[Start Entries shown]

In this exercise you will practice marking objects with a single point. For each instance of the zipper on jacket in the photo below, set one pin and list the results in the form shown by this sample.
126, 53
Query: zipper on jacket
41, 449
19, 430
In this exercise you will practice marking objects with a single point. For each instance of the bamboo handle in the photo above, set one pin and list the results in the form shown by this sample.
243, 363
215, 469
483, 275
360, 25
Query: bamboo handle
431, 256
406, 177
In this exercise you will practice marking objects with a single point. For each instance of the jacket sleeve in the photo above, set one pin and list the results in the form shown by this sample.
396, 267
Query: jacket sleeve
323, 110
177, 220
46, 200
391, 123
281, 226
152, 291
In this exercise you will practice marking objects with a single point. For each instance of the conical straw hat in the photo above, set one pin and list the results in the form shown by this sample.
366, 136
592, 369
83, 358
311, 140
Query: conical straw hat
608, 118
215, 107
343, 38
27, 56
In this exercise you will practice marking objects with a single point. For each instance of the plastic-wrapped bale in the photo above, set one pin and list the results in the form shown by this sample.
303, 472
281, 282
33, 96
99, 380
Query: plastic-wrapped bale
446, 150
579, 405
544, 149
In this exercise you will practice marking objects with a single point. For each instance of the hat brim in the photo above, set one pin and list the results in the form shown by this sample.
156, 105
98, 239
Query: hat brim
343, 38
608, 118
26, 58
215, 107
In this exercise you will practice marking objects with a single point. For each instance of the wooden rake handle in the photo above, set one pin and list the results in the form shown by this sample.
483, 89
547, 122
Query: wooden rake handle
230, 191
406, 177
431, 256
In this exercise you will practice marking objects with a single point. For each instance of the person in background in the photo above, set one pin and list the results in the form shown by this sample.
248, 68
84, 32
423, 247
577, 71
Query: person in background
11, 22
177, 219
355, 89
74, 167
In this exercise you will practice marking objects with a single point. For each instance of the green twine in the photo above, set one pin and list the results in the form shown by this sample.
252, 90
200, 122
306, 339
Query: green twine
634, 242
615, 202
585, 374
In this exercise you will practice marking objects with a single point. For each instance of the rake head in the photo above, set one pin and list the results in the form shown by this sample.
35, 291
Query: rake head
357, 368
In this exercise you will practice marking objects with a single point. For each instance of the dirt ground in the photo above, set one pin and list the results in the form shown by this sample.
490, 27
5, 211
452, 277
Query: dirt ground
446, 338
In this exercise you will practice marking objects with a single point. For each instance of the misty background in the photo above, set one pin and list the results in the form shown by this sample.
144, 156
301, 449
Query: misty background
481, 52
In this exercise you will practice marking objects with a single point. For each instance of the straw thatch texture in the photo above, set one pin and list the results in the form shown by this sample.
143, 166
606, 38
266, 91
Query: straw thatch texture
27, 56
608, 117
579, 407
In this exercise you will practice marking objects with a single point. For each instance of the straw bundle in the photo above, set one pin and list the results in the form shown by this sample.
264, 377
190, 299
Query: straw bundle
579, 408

[End Entries shown]

Starting at the line that contains "of the wooden", repeat each line exactly through the last one in the listing. Include both of those lines and nothing more.

#### [Solution to this problem]
In this exercise you will practice marking objects with a single point. For each instance of the wooden rake handle in the photo above, set one pin and list the results in the form shown by this sample.
483, 89
547, 122
Query: wooden rake handle
230, 191
406, 177
431, 256
In this exercise you will practice marking objects with a single point. For each instance of the person in background in the photo above, set one pin and list the results in the form shown by this sample.
248, 68
84, 32
423, 247
577, 71
Query: person in background
11, 22
177, 219
355, 89
74, 167
In this exercise you will practice marking objects with a single point. For each instance of the green twine in the photo above, set one pin and list the results in the form shown by this sample.
252, 90
200, 122
306, 339
Query: green twine
634, 242
615, 202
585, 374
In this exercise you will practice marking objects with a single point. For each instance of the rake head in the photo above, set one pin and list the results in the form shown by this sample.
35, 291
Query: rake head
357, 368
In this exercise you will practice marking objects with a single point. For each instance of the dirt ground in the photo above, set one pin and list the results in the form shown by this sample.
490, 27
5, 211
452, 277
Query: dirt ground
446, 338
In this exercise you will practice marking objects with a single point. For each instance of the misty background in the photo above, set one pin and list the results in the form shown by this sample.
144, 156
301, 449
Query: misty background
481, 52
In this exercise you will practice marking objects with a single point. For each instance of the straw thatch texture in the photo above, set one pin and list the results in the form shown by this sample.
143, 166
606, 38
266, 91
Query: straw thatch texture
27, 56
608, 117
579, 407
In this exercise you will practice marking objects with a single point. For each instance of the straw bundle in the photo above, set one pin and list the results in the form shown by this sample.
264, 377
190, 299
Query: straw bundle
579, 408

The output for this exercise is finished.